The data Start Marker

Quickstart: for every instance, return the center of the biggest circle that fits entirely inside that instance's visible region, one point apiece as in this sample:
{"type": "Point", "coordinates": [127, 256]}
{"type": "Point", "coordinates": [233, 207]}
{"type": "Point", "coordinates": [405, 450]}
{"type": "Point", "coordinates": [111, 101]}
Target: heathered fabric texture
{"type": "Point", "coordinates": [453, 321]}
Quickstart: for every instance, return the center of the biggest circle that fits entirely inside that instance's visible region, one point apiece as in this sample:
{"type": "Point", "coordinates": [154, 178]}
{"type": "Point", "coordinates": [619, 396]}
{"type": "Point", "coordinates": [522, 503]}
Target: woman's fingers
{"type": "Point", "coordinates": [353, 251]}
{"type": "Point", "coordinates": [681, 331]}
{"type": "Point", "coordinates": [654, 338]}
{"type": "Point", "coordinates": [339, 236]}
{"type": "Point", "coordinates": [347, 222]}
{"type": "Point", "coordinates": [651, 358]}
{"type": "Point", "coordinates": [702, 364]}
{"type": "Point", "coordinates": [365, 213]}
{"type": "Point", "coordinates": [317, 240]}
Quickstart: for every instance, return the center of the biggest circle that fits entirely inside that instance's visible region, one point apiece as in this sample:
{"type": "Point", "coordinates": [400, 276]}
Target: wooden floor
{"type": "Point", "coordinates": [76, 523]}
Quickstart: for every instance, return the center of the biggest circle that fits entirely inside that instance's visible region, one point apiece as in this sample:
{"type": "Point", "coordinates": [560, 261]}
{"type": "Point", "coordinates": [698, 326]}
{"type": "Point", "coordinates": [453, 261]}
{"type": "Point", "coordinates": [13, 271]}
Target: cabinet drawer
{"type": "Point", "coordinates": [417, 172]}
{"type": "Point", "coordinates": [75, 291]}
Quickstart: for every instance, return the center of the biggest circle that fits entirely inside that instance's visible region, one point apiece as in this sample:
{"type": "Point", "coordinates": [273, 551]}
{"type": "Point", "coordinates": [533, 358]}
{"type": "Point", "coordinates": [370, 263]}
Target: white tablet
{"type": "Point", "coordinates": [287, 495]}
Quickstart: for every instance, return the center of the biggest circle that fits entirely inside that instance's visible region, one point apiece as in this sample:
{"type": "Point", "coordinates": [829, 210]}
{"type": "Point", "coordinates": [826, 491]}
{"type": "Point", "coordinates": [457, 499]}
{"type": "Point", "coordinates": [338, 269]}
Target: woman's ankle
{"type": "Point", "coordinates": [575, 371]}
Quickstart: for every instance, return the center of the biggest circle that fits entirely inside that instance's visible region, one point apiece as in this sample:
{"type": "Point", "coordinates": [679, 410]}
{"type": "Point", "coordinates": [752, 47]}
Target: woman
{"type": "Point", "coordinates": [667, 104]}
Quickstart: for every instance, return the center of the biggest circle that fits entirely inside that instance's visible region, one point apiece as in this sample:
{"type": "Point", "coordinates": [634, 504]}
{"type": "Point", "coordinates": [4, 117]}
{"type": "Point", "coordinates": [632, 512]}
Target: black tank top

The data End Marker

▶ **Action item**
Give the records again, exactly as they appear.

▶ **Written solution**
Quickstart: for every instance, return the center of the biggest circle that fits entirely inside that instance's visible region, one point apiece as in this sample:
{"type": "Point", "coordinates": [127, 256]}
{"type": "Point", "coordinates": [233, 207]}
{"type": "Point", "coordinates": [405, 450]}
{"type": "Point", "coordinates": [111, 101]}
Target: heathered fabric texture
{"type": "Point", "coordinates": [453, 321]}
Quickstart: for every instance, return the center of the biggest circle that fits entirely inside that instance's visible region, one point apiece as in this sample:
{"type": "Point", "coordinates": [154, 178]}
{"type": "Point", "coordinates": [619, 396]}
{"type": "Point", "coordinates": [522, 503]}
Target: woman's fingers
{"type": "Point", "coordinates": [353, 251]}
{"type": "Point", "coordinates": [681, 331]}
{"type": "Point", "coordinates": [654, 338]}
{"type": "Point", "coordinates": [339, 236]}
{"type": "Point", "coordinates": [347, 222]}
{"type": "Point", "coordinates": [651, 358]}
{"type": "Point", "coordinates": [702, 364]}
{"type": "Point", "coordinates": [365, 213]}
{"type": "Point", "coordinates": [317, 240]}
Quickstart: for every instance, return the center of the biggest circle that fits entirely inside that instance's visible region, one point apiece as in this sample:
{"type": "Point", "coordinates": [400, 276]}
Target: wooden floor
{"type": "Point", "coordinates": [76, 523]}
Quickstart: for every instance, return the center of the biggest circle that fits entirely inside that instance's visible region, one point apiece as in this sample:
{"type": "Point", "coordinates": [560, 261]}
{"type": "Point", "coordinates": [698, 326]}
{"type": "Point", "coordinates": [453, 261]}
{"type": "Point", "coordinates": [13, 271]}
Target: cabinet drawer
{"type": "Point", "coordinates": [417, 172]}
{"type": "Point", "coordinates": [75, 291]}
Quickstart: for every instance, return the center of the biggest circle that fits entirely inside that instance's visible region, one point apiece as in this sample:
{"type": "Point", "coordinates": [273, 551]}
{"type": "Point", "coordinates": [533, 358]}
{"type": "Point", "coordinates": [370, 263]}
Target: white tablet
{"type": "Point", "coordinates": [287, 495]}
Quickstart: for every instance, return the center of the biggest circle that fits entirely inside that instance's visible region, one point apiece as in this sample:
{"type": "Point", "coordinates": [829, 210]}
{"type": "Point", "coordinates": [826, 491]}
{"type": "Point", "coordinates": [457, 499]}
{"type": "Point", "coordinates": [338, 269]}
Target: woman's ankle
{"type": "Point", "coordinates": [575, 371]}
Quickstart: for every instance, return the center of the biggest circle that fits entirely inside that instance's visible region, one point apiece as in this sample:
{"type": "Point", "coordinates": [679, 410]}
{"type": "Point", "coordinates": [752, 47]}
Target: woman
{"type": "Point", "coordinates": [667, 104]}
Quickstart: for every instance, return the center of the biggest circle that fits entirely inside that instance's visible region, one point apiece as in this sample:
{"type": "Point", "coordinates": [634, 504]}
{"type": "Point", "coordinates": [4, 117]}
{"type": "Point", "coordinates": [632, 512]}
Target: black tank top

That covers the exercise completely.